*** Opening of WORKING DATA ***
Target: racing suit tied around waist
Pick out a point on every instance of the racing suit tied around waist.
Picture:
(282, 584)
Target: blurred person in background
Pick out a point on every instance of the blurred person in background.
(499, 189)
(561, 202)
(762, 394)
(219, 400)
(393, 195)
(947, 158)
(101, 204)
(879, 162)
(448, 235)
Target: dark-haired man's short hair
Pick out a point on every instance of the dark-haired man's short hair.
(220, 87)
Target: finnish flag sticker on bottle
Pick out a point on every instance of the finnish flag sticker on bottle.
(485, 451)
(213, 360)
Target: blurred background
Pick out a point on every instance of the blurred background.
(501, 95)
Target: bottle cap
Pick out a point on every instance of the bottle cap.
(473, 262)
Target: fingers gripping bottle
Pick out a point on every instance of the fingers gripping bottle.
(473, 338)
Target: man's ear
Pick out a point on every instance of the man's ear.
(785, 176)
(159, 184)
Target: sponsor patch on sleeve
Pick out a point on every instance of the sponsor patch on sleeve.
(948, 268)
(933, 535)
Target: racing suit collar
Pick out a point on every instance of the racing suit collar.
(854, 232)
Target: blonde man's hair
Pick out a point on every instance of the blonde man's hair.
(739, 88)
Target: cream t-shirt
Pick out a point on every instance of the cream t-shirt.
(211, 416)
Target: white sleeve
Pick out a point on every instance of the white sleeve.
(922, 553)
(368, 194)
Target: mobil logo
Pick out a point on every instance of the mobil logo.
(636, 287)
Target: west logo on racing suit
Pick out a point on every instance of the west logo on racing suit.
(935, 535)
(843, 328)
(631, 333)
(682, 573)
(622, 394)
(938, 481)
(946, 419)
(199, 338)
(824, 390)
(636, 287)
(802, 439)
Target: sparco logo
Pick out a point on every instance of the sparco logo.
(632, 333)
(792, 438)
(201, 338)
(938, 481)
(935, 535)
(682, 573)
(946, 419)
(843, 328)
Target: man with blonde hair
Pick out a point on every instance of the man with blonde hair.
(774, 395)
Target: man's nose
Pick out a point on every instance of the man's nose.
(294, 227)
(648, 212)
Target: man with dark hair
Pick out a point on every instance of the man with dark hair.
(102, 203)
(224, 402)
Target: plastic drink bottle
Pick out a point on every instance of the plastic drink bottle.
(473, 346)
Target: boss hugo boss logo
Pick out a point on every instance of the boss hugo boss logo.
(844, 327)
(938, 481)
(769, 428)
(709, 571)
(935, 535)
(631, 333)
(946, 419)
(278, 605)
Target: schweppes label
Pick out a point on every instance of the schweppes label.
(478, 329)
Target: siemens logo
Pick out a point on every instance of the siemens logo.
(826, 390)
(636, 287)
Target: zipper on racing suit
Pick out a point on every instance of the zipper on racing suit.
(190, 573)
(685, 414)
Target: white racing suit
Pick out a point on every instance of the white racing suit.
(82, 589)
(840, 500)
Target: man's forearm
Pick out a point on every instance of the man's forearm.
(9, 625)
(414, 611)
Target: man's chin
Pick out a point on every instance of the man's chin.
*** Close of WORKING DATA ***
*** Opening of WORKING DATA ***
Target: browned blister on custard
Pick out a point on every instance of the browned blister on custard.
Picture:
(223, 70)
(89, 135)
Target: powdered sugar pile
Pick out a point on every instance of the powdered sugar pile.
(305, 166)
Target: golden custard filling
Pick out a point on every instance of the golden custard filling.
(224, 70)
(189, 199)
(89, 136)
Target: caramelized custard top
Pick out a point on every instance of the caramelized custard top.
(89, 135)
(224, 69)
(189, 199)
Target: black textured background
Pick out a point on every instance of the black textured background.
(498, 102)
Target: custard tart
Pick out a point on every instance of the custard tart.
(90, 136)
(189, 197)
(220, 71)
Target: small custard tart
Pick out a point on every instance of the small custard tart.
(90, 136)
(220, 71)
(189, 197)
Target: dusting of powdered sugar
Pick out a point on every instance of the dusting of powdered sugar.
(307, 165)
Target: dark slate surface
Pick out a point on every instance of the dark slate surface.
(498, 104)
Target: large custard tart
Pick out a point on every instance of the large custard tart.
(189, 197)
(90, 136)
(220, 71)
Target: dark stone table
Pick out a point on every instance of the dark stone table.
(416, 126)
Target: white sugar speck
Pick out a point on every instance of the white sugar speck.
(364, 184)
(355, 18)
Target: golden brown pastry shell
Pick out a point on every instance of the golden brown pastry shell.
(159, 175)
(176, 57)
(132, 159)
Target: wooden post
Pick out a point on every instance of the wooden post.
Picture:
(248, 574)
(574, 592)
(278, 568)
*** Close of WORKING DATA ***
EXERCISE:
Copy every line of the material above in which the string "wooden" can be found.

TASK RESULT:
Target: wooden post
Pick out a point on every instance of the wooden post.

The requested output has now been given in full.